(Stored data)
= = = = = = =
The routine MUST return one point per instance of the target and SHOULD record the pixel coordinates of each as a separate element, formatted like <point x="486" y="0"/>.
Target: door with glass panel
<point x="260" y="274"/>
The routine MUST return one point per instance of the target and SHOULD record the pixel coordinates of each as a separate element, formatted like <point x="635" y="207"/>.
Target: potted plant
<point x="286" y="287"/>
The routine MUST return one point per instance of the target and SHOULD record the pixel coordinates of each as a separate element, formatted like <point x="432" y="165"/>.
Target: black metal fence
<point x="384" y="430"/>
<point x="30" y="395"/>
= = = = = = =
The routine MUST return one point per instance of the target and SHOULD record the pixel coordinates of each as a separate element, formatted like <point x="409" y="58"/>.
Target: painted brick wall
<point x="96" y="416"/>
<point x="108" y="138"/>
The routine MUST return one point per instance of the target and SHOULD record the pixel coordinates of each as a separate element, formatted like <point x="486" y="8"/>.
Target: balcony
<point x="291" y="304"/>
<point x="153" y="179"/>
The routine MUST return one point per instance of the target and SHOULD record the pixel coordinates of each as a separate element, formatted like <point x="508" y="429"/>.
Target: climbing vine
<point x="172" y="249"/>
= = = = = = =
▶ Task to complete:
The word is "MUST". Copy every line above where it appears.

▶ Your solution:
The routine MUST return one point per instance of the target and SHOULD record the pixel coordinates of each as a separate element, formatted like <point x="486" y="0"/>.
The routine MUST return one point per instance of the target and SHOULD record the pixel coordinates of each as a separate element, formatted like <point x="635" y="207"/>.
The routine MUST return one point per instance of the target and SHOULD record the pixel coordinates of each as a separate element, formatted like <point x="432" y="165"/>.
The routine MUST return one point per instance of the target and SHOULD record the pixel coordinates of each as a separate element, formatted like <point x="409" y="58"/>.
The routine MUST return one point per instance of the target and SHOULD record the pixel coordinates of each as a separate element, formatted like <point x="486" y="8"/>.
The routine MUST return one point per instance of the target and SHOULD record the pixel coordinates of each as a separate element, formatted like <point x="508" y="429"/>.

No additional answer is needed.